■ Exercise input

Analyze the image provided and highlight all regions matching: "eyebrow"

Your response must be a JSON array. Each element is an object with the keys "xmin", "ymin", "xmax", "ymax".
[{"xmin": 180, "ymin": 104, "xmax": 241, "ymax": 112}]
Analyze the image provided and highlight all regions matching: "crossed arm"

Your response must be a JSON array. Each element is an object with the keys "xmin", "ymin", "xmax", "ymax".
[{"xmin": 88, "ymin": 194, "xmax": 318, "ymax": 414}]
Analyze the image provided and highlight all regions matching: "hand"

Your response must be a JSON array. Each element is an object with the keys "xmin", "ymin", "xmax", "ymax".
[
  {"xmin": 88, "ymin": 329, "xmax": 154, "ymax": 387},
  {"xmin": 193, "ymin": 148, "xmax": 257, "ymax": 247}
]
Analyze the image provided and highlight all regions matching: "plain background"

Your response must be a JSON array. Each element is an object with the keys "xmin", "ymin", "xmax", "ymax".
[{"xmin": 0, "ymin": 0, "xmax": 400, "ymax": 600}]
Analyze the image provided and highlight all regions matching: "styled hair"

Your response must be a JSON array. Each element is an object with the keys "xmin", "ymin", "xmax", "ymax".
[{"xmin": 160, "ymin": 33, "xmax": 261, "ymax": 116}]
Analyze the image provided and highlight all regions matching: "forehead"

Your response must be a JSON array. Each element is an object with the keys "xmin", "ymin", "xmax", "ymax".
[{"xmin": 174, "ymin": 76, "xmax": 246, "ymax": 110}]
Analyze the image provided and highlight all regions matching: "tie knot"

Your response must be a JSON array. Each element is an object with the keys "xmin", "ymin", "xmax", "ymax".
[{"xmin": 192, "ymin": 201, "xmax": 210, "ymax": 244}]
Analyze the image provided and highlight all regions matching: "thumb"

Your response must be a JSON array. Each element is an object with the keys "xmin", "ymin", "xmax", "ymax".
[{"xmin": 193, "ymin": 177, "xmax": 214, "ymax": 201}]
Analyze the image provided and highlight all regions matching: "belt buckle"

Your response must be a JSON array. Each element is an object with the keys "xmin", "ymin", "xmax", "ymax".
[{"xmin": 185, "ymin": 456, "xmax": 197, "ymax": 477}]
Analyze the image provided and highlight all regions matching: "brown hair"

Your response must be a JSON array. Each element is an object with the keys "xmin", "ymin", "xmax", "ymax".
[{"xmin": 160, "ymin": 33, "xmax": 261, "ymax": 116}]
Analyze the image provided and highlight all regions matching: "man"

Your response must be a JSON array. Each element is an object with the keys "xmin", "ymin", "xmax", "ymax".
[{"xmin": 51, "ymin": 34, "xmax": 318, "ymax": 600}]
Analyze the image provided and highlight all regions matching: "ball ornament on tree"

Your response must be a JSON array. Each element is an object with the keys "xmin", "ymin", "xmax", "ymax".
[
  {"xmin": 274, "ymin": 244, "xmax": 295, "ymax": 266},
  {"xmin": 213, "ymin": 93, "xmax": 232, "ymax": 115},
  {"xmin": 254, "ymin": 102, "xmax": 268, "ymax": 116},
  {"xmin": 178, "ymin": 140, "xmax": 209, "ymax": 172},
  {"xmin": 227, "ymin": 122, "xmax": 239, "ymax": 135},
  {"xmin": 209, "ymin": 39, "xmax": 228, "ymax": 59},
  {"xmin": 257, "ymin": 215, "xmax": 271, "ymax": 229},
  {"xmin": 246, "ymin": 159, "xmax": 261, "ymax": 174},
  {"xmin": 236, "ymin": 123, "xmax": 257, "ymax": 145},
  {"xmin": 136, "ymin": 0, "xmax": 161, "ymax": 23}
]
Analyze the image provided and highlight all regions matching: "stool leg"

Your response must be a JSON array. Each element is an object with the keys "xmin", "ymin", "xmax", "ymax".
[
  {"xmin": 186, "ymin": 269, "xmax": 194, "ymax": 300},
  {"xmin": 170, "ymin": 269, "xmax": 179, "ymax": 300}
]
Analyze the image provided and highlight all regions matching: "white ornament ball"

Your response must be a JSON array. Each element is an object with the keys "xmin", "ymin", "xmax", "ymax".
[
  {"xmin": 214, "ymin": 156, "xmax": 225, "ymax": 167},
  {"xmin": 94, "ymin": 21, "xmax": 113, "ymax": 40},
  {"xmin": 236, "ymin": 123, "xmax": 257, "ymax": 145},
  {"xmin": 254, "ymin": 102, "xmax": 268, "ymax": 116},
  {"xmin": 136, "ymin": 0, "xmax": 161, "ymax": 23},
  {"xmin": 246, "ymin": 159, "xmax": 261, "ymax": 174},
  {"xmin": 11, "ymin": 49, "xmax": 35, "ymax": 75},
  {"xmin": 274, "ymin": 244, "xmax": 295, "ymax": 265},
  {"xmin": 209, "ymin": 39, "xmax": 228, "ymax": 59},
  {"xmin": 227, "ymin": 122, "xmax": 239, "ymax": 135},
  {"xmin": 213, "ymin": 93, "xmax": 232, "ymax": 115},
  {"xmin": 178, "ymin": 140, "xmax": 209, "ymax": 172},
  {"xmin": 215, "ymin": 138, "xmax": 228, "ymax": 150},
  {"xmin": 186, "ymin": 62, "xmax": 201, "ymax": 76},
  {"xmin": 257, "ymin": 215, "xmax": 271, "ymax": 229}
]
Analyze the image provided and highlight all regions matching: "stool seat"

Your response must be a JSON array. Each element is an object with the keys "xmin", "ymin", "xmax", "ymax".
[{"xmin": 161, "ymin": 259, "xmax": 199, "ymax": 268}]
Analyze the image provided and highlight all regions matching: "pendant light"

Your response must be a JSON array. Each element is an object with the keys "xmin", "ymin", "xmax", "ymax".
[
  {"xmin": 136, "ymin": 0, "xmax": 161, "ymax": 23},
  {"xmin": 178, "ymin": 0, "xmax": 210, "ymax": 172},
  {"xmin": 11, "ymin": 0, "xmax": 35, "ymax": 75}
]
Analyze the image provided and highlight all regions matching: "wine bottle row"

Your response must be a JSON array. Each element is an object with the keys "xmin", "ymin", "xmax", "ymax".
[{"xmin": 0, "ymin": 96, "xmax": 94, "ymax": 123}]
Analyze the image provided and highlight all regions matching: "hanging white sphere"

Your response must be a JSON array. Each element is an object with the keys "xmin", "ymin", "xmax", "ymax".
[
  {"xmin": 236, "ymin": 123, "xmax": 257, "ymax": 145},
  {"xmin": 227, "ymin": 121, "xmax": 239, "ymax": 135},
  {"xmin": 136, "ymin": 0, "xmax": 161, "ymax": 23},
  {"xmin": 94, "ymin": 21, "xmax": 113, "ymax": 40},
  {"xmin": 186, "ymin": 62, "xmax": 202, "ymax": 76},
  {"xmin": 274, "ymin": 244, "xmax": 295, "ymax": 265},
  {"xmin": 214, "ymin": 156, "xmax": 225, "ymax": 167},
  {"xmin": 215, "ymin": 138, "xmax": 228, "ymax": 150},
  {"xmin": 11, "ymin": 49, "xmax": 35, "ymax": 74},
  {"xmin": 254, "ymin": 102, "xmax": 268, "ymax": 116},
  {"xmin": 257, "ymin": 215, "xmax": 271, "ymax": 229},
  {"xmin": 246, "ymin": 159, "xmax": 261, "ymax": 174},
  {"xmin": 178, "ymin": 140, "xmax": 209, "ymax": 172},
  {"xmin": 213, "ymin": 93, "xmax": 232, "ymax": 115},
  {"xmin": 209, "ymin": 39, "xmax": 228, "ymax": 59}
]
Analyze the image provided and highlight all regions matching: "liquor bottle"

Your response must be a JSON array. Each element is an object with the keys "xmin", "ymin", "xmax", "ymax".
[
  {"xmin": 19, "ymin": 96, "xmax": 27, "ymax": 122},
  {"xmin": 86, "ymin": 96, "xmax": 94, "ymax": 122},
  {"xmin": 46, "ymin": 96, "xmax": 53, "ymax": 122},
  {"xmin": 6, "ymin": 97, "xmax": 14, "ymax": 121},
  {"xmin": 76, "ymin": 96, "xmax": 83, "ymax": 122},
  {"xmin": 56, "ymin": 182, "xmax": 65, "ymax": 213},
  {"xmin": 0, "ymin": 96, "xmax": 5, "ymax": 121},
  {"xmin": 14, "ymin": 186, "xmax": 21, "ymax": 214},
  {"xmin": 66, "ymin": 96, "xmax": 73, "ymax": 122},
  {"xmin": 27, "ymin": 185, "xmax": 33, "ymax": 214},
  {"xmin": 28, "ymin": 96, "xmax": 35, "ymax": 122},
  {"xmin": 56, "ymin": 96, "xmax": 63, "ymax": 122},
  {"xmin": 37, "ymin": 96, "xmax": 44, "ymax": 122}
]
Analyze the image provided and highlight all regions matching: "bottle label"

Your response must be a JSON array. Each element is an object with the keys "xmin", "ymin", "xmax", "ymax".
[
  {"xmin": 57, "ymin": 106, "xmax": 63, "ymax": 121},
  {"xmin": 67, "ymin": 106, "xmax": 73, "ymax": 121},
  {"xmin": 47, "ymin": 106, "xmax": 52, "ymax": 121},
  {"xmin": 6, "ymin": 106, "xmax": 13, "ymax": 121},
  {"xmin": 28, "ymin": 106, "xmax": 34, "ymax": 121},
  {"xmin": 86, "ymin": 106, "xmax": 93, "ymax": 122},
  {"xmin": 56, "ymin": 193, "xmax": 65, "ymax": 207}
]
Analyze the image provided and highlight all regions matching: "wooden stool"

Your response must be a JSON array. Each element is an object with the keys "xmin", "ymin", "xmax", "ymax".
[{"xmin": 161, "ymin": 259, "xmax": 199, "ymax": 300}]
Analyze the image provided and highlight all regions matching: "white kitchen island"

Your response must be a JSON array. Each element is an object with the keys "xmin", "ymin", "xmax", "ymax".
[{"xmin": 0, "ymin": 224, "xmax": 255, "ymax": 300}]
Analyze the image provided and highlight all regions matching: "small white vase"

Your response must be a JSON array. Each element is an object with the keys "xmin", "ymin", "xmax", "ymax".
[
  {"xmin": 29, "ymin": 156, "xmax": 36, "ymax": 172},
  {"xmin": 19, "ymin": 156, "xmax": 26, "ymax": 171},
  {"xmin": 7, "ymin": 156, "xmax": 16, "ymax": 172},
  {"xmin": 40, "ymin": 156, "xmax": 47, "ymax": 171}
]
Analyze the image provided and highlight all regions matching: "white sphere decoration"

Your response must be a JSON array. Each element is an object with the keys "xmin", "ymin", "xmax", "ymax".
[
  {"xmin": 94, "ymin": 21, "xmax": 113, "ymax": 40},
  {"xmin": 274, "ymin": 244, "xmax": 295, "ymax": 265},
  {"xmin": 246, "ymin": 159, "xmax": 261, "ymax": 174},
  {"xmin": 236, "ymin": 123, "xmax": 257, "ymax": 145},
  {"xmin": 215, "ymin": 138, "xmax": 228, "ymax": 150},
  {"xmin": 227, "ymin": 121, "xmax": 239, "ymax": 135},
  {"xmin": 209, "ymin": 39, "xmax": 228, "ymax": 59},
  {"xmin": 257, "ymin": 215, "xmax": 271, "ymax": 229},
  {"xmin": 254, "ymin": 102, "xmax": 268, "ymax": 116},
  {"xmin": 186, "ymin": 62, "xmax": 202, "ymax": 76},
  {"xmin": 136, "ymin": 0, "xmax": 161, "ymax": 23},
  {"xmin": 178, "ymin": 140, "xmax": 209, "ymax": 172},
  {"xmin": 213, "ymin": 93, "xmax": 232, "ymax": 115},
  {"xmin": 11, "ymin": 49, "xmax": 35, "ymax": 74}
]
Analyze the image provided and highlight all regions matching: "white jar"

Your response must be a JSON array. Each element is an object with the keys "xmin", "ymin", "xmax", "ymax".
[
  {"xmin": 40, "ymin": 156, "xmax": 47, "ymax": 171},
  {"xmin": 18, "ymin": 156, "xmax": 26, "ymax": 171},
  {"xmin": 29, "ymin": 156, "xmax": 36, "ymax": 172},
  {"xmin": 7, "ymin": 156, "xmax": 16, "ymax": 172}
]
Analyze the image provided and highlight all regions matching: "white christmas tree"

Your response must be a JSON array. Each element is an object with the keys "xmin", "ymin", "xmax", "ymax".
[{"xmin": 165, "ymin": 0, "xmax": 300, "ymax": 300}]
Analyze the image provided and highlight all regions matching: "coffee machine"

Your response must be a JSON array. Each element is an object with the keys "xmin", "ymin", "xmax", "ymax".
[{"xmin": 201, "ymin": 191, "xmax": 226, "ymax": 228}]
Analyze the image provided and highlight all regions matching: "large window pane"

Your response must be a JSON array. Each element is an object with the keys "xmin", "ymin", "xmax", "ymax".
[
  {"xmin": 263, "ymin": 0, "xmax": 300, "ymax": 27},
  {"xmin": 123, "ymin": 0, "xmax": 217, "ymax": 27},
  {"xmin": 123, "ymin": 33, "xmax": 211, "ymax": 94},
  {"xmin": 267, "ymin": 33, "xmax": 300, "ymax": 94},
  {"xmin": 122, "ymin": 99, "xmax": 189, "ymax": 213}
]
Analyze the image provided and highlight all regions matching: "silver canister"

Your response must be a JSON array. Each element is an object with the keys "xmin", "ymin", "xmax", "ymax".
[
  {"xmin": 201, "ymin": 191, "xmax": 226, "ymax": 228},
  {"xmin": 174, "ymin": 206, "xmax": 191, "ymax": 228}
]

■ Directions for this task
Find every line in the material above that contains the string "sphere" and copy each of those lines in full.

■ Worked solution
Analyze the image provided and highlight all regions matching: "hanging white sphere"
Analyze the image provided and highlight all regions matching: "white sphere decoration"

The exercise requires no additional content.